▶ [SUPPLIED INFORMATION]
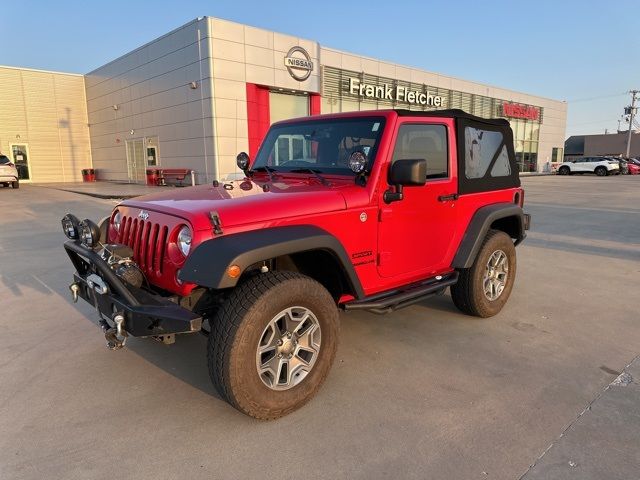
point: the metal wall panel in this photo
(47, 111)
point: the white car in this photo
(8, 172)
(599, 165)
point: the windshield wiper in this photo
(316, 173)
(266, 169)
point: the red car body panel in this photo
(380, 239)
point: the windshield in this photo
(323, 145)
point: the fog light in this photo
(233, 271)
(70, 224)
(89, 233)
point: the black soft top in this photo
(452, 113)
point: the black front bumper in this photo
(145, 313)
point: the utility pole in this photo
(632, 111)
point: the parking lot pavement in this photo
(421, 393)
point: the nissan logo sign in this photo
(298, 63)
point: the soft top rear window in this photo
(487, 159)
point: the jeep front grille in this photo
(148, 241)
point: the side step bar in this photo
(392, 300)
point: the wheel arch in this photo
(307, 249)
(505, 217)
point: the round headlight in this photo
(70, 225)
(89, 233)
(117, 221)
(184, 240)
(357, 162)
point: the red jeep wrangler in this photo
---
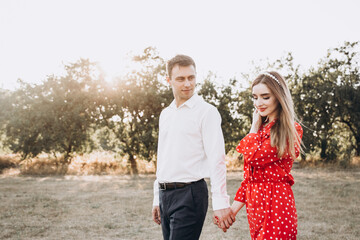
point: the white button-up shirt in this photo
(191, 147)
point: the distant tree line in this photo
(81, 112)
* * *
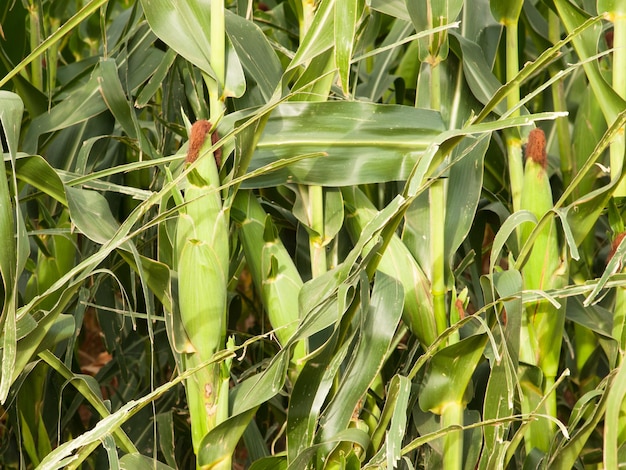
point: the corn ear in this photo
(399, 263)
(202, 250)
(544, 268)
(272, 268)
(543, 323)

▶ [EXERCISE OBJECTIVE]
Extract from the records above the lines from the one containing "point: the black front bumper in this photo" to the one containing "point: the red jeep wrangler in this photo", both lines included, exactly as they appear and with nothing else.

▶ [COMPLETED TASK]
point: the black front bumper in this photo
(145, 313)
point: the utility pole in this photo
(632, 111)
point: the parking lot pavement in this photo
(421, 393)
point: the nissan logo sign in this photo
(298, 63)
point: the soft top rear window in this photo
(487, 159)
point: the jeep front grille in this photo
(148, 241)
point: the side step bar in this photo
(392, 300)
point: the wheel arch in this photo
(307, 249)
(505, 217)
point: the round headlight in this photo
(70, 225)
(89, 233)
(117, 221)
(184, 240)
(357, 162)
point: the red jeep wrangler in this photo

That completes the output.